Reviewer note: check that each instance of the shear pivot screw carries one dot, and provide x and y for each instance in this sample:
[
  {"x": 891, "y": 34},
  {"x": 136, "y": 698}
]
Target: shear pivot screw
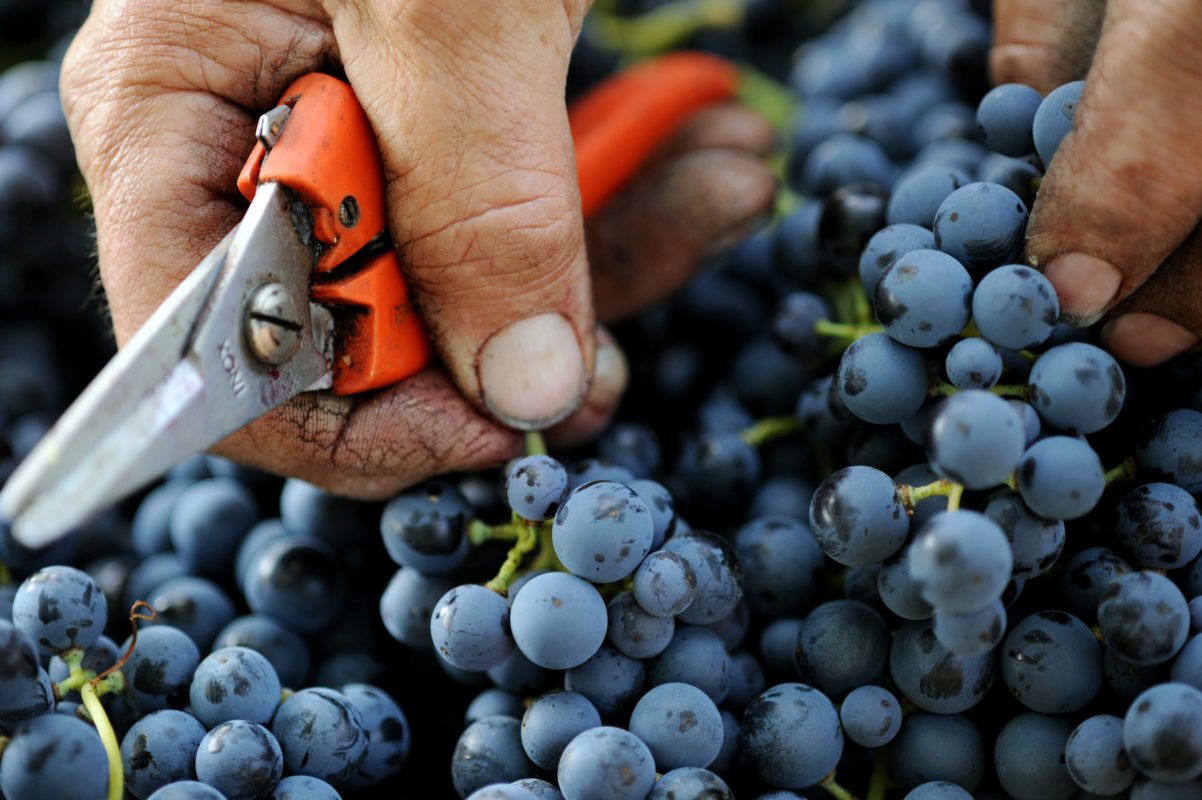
━━━━━━━━━━━━━━━━
DIRECTIVE:
Copy the material above word for word, leaving out the picture.

ANSWER TO THIS EXERCISE:
Reviewer note: check that each instance of the shear pivot screw carries one dot, and provide x and y for each instance in this sample:
[
  {"x": 891, "y": 34},
  {"x": 136, "y": 698}
]
Target: shear pivot screw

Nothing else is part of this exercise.